*Consignes de l'exercice:*
1. Restitue mot pour mot le passage du texte sur Guy Goffette qui s'ouvre sur les mots contenant « Pour la plupart » et se clôt sur « temps, libraire d´occasion. ».
2. Dresse la liste de toutes les activités que le texte sur Guy Goffette énumère après les mots « il a été à tour de rôle ».

*Document source:*
+++
Guy Goffette,
l´enfance est ma patrie.
Pour la plupart des écrivains, la patrie est la langue qu´ils utilisent
pour véhiculer leurs idées et leur talent. On pourrait cependant ajouter à la
langue une autre patrie que d´aucuns revendiquent aussi : l´enfance. C´était,
sans l´ombre d´un doute, le cas de l´écrivain belge Guy Goffette. Né le 18
avril 1947 à Jamoigne, en Lorraine belge, et décédé tout récemment, le 28 mars,
il a été à tour de rôle enseignant, critique littéraire, bibliothécaire,
éditeur et surtout un passeur. Avec quelques amis, il a créé, en 1980, une
revue de poésie Triangle qui n´a connu que douze numéros et trois ans plus tard
L´Apprentypographe, qu´il composait et imprimait lui-même à la main. Cette
expérience a fini en 1987 et depuis l´auteur a consacré le plus clair de son
temps aux voyages, avant de devenir, un temps, libraire d´occasion.
+++
*Données brutes:*
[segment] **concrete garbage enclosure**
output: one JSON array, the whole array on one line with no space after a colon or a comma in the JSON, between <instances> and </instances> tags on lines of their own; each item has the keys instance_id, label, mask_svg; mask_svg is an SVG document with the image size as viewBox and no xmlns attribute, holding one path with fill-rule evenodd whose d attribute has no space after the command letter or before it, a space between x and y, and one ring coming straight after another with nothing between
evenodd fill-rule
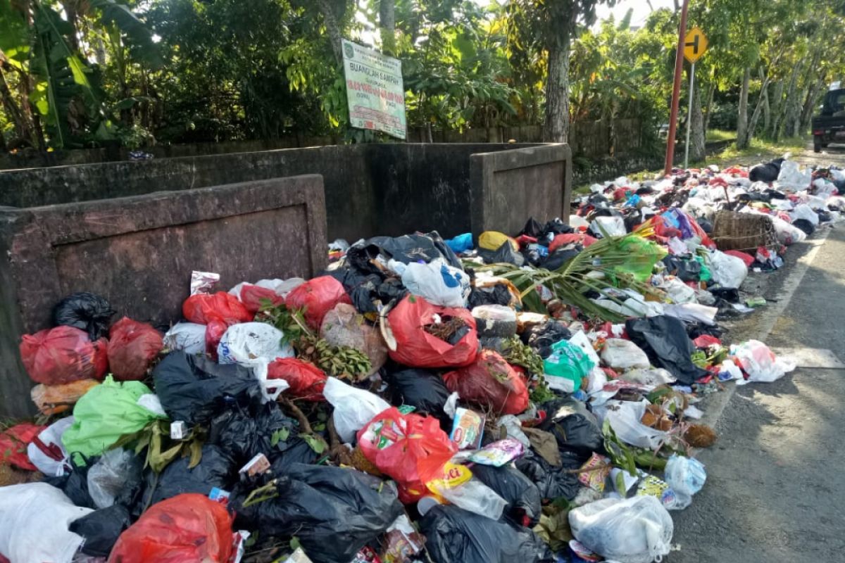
+++
*Résultats de l'exercice:*
1.
Pour la plupart des écrivains, la patrie est la langue qu´ils utilisent
pour véhiculer leurs idées et leur talent. On pourrait cependant ajouter à la
langue une autre patrie que d´aucuns revendiquent aussi : l´enfance. C´était,
sans l´ombre d´un doute, le cas de l´écrivain belge Guy Goffette. Né le 18
avril 1947 à Jamoigne, en Lorraine belge, et décédé tout récemment, le 28 mars,
il a été à tour de rôle enseignant, critique littéraire, bibliothécaire,
éditeur et surtout un passeur. Avec quelques amis, il a créé, en 1980, une
revue de poésie Triangle qui n´a connu que douze numéros et trois ans plus tard
L´Apprentypographe, qu´il composait et imprimait lui-même à la main. Cette
expérience a fini en 1987 et depuis l´auteur a consacré le plus clair de son
temps aux voyages, avant de devenir, un temps, libraire d´occasion.

2. enseignant, critique littéraire, bibliothécaire, éditeur, passeur